(Beginning of Exercise materials)

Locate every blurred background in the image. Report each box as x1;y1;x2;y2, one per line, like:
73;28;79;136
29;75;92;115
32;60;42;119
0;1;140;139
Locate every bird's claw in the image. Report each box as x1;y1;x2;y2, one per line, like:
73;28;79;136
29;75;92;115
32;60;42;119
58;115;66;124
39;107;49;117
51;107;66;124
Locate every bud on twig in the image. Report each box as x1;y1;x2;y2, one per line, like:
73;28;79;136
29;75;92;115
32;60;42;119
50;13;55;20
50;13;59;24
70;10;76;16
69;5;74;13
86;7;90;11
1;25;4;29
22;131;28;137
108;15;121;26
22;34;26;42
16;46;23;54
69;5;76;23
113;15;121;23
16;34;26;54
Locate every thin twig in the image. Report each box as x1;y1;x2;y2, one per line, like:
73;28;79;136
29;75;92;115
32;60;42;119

(End of Exercise materials)

### Problem statement
Check each line above for the word "every" and give the number of lines that have it, nothing else.

### Completed exercise
4